___ Extracted material
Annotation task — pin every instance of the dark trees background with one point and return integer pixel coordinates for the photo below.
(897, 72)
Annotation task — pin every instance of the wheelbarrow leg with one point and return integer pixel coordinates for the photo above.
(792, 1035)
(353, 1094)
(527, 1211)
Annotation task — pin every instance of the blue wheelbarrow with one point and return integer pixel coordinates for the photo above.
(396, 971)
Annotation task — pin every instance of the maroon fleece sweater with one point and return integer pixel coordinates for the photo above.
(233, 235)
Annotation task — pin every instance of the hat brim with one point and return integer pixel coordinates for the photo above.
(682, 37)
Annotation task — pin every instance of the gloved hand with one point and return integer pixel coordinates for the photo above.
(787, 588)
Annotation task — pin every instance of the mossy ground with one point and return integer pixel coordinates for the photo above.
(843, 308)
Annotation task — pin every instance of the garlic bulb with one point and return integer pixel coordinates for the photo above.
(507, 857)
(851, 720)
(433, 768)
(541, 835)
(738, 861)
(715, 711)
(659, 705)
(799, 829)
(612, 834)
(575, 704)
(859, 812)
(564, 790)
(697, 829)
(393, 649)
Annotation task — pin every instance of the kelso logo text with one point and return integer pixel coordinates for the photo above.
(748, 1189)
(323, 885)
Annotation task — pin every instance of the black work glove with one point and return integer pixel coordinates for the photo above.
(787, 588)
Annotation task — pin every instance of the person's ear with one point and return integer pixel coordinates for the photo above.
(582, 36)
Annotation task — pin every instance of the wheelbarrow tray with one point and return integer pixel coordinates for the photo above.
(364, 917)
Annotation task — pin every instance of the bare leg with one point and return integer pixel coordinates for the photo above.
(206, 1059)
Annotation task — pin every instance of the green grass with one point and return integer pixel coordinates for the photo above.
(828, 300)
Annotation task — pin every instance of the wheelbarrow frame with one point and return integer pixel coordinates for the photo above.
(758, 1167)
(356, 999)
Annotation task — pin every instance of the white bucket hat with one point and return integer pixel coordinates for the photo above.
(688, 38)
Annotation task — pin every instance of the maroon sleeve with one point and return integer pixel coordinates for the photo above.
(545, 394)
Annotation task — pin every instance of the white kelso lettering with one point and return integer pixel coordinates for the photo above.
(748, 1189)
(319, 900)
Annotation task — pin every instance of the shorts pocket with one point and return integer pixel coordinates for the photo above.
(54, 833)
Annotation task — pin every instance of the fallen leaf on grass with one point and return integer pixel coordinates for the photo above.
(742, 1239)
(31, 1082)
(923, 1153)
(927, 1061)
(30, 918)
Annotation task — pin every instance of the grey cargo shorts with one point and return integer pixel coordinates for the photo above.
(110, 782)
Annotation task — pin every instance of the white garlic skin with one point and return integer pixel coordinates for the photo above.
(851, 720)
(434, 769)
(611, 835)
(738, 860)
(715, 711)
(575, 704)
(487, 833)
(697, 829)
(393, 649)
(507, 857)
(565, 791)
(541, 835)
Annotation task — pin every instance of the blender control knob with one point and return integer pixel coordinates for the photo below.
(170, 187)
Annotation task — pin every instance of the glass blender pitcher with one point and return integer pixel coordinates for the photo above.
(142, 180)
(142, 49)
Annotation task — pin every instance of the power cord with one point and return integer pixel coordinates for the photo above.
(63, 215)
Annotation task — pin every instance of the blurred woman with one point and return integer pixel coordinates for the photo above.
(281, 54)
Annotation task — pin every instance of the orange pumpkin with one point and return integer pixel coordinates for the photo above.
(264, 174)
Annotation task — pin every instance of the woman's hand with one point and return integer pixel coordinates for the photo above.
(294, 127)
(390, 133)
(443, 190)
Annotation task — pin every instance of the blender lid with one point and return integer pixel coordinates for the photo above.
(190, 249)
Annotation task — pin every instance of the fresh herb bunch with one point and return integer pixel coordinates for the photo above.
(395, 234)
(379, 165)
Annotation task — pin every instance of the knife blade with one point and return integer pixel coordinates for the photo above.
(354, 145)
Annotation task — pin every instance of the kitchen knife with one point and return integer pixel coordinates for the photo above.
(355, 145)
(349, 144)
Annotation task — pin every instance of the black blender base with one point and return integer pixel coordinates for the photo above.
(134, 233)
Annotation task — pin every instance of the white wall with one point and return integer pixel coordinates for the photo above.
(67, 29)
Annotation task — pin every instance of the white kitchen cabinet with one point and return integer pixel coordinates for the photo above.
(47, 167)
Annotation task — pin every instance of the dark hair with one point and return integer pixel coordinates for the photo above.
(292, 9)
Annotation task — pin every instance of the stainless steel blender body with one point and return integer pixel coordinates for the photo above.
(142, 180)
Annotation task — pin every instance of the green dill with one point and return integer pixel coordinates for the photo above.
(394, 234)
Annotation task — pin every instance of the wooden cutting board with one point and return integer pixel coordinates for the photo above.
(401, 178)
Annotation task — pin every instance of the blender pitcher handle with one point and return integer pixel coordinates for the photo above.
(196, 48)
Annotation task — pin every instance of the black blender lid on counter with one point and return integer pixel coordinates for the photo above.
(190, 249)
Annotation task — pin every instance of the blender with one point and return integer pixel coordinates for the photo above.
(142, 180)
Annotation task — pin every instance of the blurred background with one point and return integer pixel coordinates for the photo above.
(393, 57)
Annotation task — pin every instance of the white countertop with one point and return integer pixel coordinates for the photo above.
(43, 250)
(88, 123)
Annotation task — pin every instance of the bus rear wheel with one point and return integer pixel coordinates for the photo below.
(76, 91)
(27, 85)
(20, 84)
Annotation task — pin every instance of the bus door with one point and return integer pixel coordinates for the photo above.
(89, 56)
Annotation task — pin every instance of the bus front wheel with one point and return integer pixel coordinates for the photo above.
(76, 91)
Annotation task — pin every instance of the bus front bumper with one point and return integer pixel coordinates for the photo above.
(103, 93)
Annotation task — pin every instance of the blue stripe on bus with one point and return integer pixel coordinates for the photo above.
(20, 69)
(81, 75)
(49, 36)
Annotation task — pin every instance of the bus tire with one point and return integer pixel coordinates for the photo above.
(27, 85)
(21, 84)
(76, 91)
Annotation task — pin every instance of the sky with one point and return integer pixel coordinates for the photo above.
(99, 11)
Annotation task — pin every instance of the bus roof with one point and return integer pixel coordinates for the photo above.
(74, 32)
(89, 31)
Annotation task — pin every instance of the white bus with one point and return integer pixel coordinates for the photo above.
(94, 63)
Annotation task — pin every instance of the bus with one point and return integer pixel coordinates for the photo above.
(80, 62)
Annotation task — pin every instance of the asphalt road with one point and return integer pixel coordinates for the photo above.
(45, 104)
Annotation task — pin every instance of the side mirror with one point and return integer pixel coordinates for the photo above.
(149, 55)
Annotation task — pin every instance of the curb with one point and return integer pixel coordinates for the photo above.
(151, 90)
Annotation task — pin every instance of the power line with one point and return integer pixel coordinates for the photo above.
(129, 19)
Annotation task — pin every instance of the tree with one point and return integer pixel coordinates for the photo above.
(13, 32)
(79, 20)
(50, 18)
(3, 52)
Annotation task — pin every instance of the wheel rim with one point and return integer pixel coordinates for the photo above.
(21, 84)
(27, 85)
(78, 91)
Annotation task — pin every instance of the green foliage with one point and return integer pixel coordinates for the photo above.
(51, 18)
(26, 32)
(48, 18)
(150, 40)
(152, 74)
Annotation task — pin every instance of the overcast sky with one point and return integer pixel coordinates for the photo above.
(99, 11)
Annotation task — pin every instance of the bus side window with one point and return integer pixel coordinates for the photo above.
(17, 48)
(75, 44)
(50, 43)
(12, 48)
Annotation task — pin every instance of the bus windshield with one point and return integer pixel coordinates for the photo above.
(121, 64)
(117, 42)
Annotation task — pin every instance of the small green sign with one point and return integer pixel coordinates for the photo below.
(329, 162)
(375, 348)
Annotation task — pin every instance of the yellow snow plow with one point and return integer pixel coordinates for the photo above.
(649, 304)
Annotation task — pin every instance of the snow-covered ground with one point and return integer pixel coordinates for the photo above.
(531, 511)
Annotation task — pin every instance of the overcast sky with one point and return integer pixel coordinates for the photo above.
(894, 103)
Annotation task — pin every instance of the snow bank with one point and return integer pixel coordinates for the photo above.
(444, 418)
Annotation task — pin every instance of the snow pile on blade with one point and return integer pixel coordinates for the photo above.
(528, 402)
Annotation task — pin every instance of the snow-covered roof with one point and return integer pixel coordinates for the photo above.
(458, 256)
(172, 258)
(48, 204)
______
Output only the lines from the one holding "Annotation task — pin every instance of the bus side" through the last line above, exactly as they appear.

◆ **Completed exercise**
Annotation task — pin every instance of the bus side window with one point and return integer pixel coordinates for the photo above.
(17, 48)
(75, 44)
(50, 43)
(12, 48)
Annotation task — pin every instance of the bus windshield with one point and return integer pixel coordinates for the photo above.
(121, 64)
(117, 42)
Annotation task — pin every instance of the small green sign with one point and return integer pixel coordinates for the photo below.
(329, 162)
(375, 348)
Annotation task — pin every instance of the yellow snow plow with one point and return integer pixel coordinates for the photo above.
(649, 304)
Annotation task — pin every instance of the snow-covered ground with one point and return integer pixel coordinates for the photo above.
(531, 511)
Annotation task — pin every instance of the overcast sky with one point and return integer pixel coordinates for the photo above.
(894, 103)
Annotation task — pin every instance of the snow bank with one point and return integer pixel coordinates for the photo above.
(444, 418)
Annotation task — pin every instance of the snow pile on blade with one point and return integer pixel coordinates for the photo above.
(528, 402)
Annotation task — pin every instance of the snow-covered roof with one point and return integer pixel coordinates for the photo above.
(458, 256)
(172, 258)
(48, 204)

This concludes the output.